Условия заданий —
a. Какую норму хлеба, согласно статье о блокадном хлебе, получали по рабочей карточке в ноябре–декабре 1941 года?
b. Выпишите из статьи о блокадном хлебе фрагмент между словами «Это подтверждают многочисленные» и «детской — 18,6%.» включительно.
c. Объясните в одном–трех предложениях, почему, по словам Надежды Бринюк в статье о блокадном хлебе, хлеб стал для блокадников чем-то священным.

Статья —
# # #
Вплоть до декабря 1941 года нормы выдачи снижались несколько раз, пока не дошли до трагической отметки "сто двадцать пять блокадных грамм …", о которых писала Ольга Берггольц в "Ленинградской поэме".
Именно в это время у ленинградцев, которые делили крошечный кусочек на несколько, а то и на десятки частей, чтобы растянуть его на целый день, сформировалось отношение к хлебу как к священному продукту, ценному до последней крошки.
"Каждую крошку ловили на столе пальцами. Появилось специфическое движение пальцев, по которому ленинградцы узнавали друг друга в эвакуации: хлебные крошки на столе придавливали пальцами, чтобы они прилипли к ним, и отправляли эти частицы пищи в рот. Просто немыслимо было оставлять хлебные крошки", — писал в своих воспоминаниях о блокаде академик Дмитрий Лихачев.
Хлеб им снился
"Людям хотелось именно хлеба. Они, конечно, думали о всяких разносолах, но хлеб им просто снился, чудился. Это было главное богатство. Кусочек, который они получали в булочной, прятали, сосали по чуть-чуть, они его резали на маленькие кусочки, делили его на весь день. Вы представляете, какое это было психологическое напряжение — этим куском хлеба распорядиться так, чтобы дожить до завтра, чтобы голод не так чувствовался, хотя голод был постоянный. Поэтому для них хлеб — нечто священное. Во всех блокадных дневниках, воспоминаниях — везде пишется о хлебе как о чем-то единственном, неповторимом, самом важном. На фоне этого голода хлеб оказался главной ценностью", — говорит ученый секретарь Государственного мемориального музея обороны и блокады Ленинграда, кандидат исторических наук Надежда Бринюк.
Это подтверждают многочисленные свидетельства самих блокадников. Например, запись из дневника ленинградской школьницы Лены Мухиной от 16 ноября 1941 года: "Когда после войны опять наступит равновесие и можно будет все купить, я куплю кило черного хлеба, кило пряников, пол-литра хлопкового масла. Раскрошу хлеб и пряники, оболью обильно маслом и хорошенько все это разотру и перемешаю, потом возьму столовую ложку и буду наслаждаться, наемся до отвала".
В ноябре-декабре 1941 года по наиболее голодным нормам питались две трети горожан (65,6%). Это была вынужденная мера, которая регулировалась карточной системой. Повышенную норму (250 граммов) получали по рабочей карточке 34,4% ленинградцев. Рабочим закрывавшихся заводов и фабрик нормы уменьшались в два раза. По карточке служащих с пониженной (также 125 граммов) нормой обеспечивались 17,5% горожан, по иждивенческой — 29,5%, по детской — 18,6%.
Карточки на продукты ввели еще летом 1941 года. В условиях военного времени они вводились не только в Ленинграде, но и по всей стране, но если в других городах люди, кроме продуктов, приобретаемых по карточкам, могли покупать продовольствие на колхозных рынках и в коммерческих магазинах, то в Ленинграде, особенно в первую блокадную осень и зиму, карточки давали единственную возможность купить съестное.
# # #
Фрагмент набора данных —
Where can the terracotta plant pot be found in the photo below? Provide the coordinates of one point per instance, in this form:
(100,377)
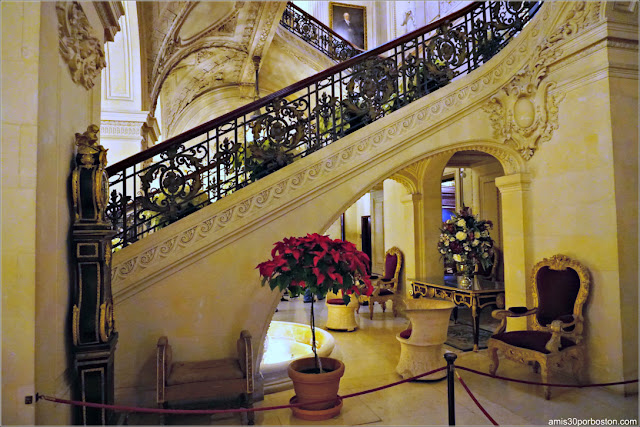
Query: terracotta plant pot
(310,387)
# # #
Ответы —
a. 250 граммов.

b.
Это подтверждают многочисленные свидетельства самих блокадников. Например, запись из дневника ленинградской школьницы Лены Мухиной от 16 ноября 1941 года: "Когда после войны опять наступит равновесие и можно будет все купить, я куплю кило черного хлеба, кило пряников, пол-литра хлопкового масла. Раскрошу хлеб и пряники, оболью обильно маслом и хорошенько все это разотру и перемешаю, потом возьму столовую ложку и буду наслаждаться, наемся до отвала".
В ноябре-декабре 1941 года по наиболее голодным нормам питались две трети горожан (65,6%). Это была вынужденная мера, которая регулировалась карточной системой. Повышенную норму (250 граммов) получали по рабочей карточке 34,4% ленинградцев. Рабочим закрывавшихся заводов и фабрик нормы уменьшались в два раза. По карточке служащих с пониженной (также 125 граммов) нормой обеспечивались 17,5% горожан, по иждивенческой — 29,5%, по детской — 18,6%.

c. Крошечный кусок, полученный в булочной, нужно было растянуть на весь день, чтобы дожить до завтра и меньше чувствовать постоянный голод, и это было огромное психологическое напряжение. На фоне голода хлеб оказался главной ценностью.